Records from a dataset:
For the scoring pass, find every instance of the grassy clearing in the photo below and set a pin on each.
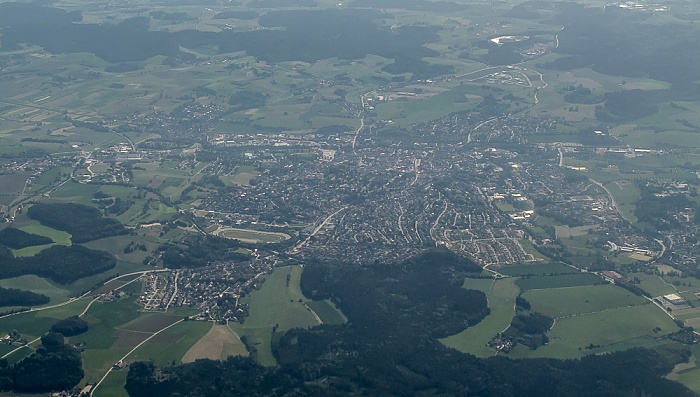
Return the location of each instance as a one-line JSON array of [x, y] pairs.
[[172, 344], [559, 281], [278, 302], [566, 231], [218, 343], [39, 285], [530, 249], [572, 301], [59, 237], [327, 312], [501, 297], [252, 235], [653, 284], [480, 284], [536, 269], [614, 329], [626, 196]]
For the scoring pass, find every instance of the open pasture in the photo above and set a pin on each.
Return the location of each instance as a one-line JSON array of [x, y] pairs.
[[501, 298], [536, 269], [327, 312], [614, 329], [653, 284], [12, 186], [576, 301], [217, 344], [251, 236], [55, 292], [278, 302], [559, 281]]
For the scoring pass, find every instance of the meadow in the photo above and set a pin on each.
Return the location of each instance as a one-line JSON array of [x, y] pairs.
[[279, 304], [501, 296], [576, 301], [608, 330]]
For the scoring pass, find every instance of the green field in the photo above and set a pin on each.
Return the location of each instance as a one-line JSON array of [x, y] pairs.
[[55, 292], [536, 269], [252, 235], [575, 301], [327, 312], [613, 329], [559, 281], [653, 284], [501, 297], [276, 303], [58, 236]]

--

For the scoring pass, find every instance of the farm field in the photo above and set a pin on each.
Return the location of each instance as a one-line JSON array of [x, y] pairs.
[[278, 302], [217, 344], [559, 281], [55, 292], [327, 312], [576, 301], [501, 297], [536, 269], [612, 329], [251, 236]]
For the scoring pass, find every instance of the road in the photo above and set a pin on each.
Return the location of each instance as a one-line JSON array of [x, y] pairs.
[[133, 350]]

* The task *
Rewrite the entries from the line with "For the scoring pass, find every instance of the grassy" to the line with "303], [58, 236]]", swapping every "set a pin" for "place a marker" and changing nothing else. Leave the pictures out of your answer.

* Written response *
For the scoring pass, find every instance of the grassy clearing in the photo below and place a marker on each.
Return the location of each instance as a one-line JSON array of [x, y] pairs.
[[172, 344], [559, 281], [278, 302], [566, 231], [218, 343], [39, 285], [530, 249], [572, 301], [59, 237], [327, 312], [501, 297], [252, 235], [653, 284], [480, 284], [536, 269], [614, 329], [626, 196]]
For the scoring pass, find every instance of the open pasture in the photo above and place a marker on each.
Return the location of each instance as a one-line JSON array of [x, y] pairs.
[[501, 298], [536, 269], [327, 312], [614, 329], [653, 284], [12, 186], [576, 301], [217, 344], [251, 236], [55, 292], [278, 302], [559, 281]]
For the scoring pass, find every instance of the meadow in the photo above and place a marker on each.
Return the location of each instance as a one-line JSON array of [x, y] pairs.
[[279, 304], [501, 296], [576, 301], [608, 330]]
For the scoring pass, find every instance of the green field in the photo above and place a marker on each.
Return the location of each instance as a one-line JSON array of [x, y] pairs.
[[55, 292], [536, 269], [252, 235], [575, 301], [327, 312], [613, 329], [559, 281], [653, 284], [501, 297], [276, 303], [58, 236]]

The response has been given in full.